[Instructions for the task] Please find all lines containing "tractor" in the listing below and copy them.

[Records provided]
============

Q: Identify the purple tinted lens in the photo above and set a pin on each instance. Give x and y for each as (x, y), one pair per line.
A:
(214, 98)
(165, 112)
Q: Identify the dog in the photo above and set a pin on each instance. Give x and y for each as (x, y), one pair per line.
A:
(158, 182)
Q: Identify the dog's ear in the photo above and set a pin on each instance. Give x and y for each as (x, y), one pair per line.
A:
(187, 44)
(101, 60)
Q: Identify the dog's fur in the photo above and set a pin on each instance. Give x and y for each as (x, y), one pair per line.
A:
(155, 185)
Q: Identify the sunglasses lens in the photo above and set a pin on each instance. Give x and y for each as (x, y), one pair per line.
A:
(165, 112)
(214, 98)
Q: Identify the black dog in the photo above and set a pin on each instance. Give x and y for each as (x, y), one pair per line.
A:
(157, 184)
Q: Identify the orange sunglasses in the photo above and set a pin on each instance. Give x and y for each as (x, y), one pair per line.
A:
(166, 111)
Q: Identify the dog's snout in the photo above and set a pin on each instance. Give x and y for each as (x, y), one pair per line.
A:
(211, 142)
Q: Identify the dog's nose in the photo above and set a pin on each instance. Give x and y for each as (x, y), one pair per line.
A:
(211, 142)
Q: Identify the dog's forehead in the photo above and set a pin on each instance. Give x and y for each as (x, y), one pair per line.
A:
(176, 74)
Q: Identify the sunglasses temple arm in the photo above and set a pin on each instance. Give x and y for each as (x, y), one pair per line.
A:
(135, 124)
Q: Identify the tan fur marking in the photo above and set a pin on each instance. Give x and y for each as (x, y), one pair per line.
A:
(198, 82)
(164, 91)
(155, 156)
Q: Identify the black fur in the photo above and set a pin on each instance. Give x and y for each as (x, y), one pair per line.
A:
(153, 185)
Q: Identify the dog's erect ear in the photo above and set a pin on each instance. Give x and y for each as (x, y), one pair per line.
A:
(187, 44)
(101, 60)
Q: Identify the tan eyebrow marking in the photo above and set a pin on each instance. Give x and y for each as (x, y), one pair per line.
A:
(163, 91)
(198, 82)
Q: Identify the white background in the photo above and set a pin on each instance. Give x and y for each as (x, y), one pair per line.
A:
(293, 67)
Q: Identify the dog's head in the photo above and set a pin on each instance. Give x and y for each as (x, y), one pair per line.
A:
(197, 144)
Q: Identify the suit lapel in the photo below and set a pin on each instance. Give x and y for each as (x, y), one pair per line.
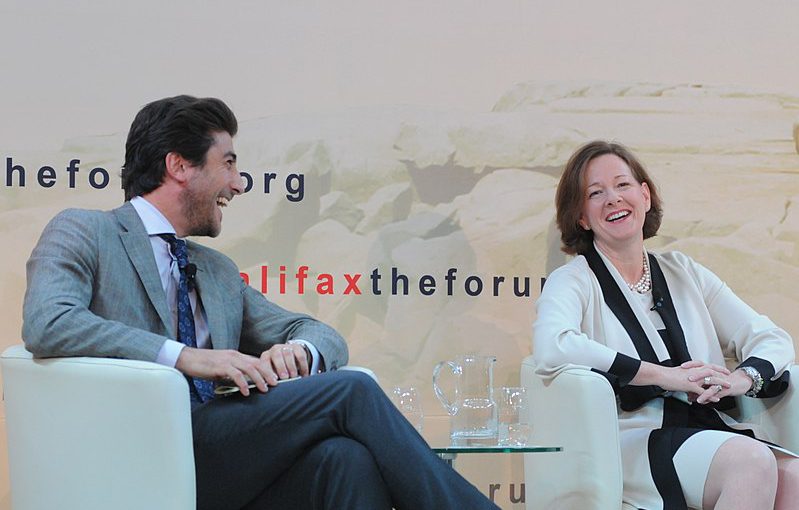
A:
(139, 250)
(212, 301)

============

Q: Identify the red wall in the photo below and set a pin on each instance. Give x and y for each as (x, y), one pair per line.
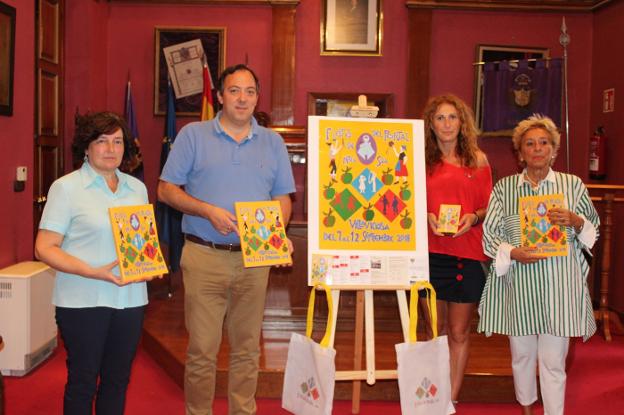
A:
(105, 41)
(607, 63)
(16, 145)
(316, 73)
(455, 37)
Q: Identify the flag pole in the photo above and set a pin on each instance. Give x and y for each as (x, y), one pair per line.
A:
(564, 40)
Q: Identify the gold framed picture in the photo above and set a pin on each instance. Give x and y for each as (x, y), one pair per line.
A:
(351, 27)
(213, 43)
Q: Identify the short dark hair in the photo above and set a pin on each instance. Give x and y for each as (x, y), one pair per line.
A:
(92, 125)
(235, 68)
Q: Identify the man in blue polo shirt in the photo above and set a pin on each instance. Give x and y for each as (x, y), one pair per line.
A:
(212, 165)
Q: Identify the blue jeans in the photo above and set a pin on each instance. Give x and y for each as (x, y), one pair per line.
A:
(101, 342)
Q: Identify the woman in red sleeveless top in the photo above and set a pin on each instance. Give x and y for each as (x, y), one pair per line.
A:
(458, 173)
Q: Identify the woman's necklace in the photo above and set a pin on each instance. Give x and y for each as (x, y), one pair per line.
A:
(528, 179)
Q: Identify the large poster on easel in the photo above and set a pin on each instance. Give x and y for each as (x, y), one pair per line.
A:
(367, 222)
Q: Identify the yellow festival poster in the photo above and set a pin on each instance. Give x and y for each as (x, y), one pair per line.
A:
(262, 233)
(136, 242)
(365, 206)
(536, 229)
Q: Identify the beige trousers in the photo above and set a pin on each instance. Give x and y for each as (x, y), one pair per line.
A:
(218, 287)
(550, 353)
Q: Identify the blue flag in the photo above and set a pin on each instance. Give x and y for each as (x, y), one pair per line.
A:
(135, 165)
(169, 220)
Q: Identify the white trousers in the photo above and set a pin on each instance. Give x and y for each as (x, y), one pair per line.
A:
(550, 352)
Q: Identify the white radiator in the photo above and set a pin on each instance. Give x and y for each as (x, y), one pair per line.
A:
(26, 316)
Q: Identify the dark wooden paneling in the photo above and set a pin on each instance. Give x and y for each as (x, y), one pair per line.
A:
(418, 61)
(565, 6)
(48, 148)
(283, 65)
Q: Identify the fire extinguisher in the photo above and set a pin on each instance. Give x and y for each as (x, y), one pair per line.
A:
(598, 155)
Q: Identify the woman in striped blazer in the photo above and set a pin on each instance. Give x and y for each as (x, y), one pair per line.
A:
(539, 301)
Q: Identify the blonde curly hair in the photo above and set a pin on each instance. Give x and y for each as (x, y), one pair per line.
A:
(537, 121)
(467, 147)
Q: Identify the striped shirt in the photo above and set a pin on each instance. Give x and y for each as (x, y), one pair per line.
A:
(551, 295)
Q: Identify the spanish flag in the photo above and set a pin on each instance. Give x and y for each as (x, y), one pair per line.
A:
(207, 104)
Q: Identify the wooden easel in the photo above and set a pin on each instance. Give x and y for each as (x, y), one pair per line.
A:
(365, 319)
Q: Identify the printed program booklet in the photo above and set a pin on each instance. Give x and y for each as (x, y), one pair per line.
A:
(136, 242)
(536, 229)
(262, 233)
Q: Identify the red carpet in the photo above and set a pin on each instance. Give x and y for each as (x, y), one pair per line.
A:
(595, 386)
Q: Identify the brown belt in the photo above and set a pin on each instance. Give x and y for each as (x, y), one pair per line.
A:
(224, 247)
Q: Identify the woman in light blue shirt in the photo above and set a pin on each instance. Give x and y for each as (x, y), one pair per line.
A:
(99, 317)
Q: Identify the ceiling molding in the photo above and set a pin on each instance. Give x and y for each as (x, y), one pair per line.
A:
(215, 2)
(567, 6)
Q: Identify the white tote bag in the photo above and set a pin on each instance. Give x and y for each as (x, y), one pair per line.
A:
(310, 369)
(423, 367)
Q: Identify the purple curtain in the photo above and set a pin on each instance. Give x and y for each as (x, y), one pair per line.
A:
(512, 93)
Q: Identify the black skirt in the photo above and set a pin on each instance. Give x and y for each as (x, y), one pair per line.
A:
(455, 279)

============

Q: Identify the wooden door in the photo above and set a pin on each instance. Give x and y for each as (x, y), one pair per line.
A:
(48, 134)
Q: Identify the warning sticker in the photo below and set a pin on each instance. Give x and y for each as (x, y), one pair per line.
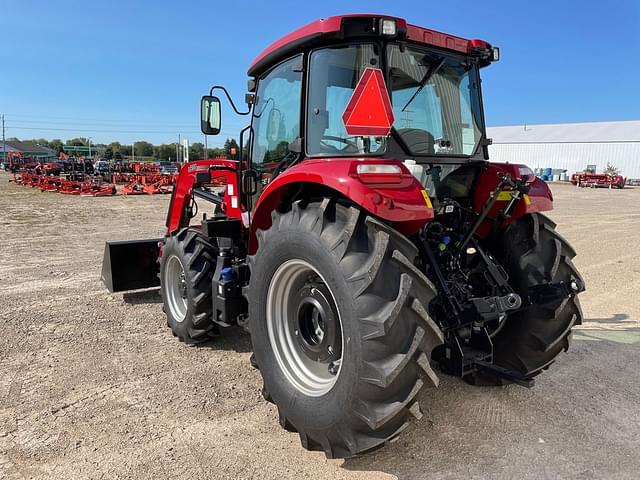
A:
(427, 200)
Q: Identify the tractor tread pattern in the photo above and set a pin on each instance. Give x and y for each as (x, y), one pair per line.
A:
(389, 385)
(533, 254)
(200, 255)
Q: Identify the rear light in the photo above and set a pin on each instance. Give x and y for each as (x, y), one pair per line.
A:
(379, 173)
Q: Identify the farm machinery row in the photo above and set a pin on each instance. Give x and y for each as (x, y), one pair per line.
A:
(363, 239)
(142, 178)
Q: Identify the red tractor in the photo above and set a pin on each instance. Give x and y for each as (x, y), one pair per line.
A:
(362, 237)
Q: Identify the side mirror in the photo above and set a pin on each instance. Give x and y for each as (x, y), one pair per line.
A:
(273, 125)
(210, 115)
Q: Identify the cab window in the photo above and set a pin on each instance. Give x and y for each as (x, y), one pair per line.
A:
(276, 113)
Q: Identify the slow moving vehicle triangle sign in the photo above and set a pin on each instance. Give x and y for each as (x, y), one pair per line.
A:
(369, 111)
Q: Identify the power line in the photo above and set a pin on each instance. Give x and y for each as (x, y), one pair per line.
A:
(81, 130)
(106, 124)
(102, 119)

============

[Exercise solution]
Q: Identify the tractor tread pattern in the photo above and set a pin on each instance. Give x and y for each as (x, y), one pair per line.
Q: Identify the red tractor in the photo above and set a pin on each instance. Give x and y for each as (x, y), one pair per line.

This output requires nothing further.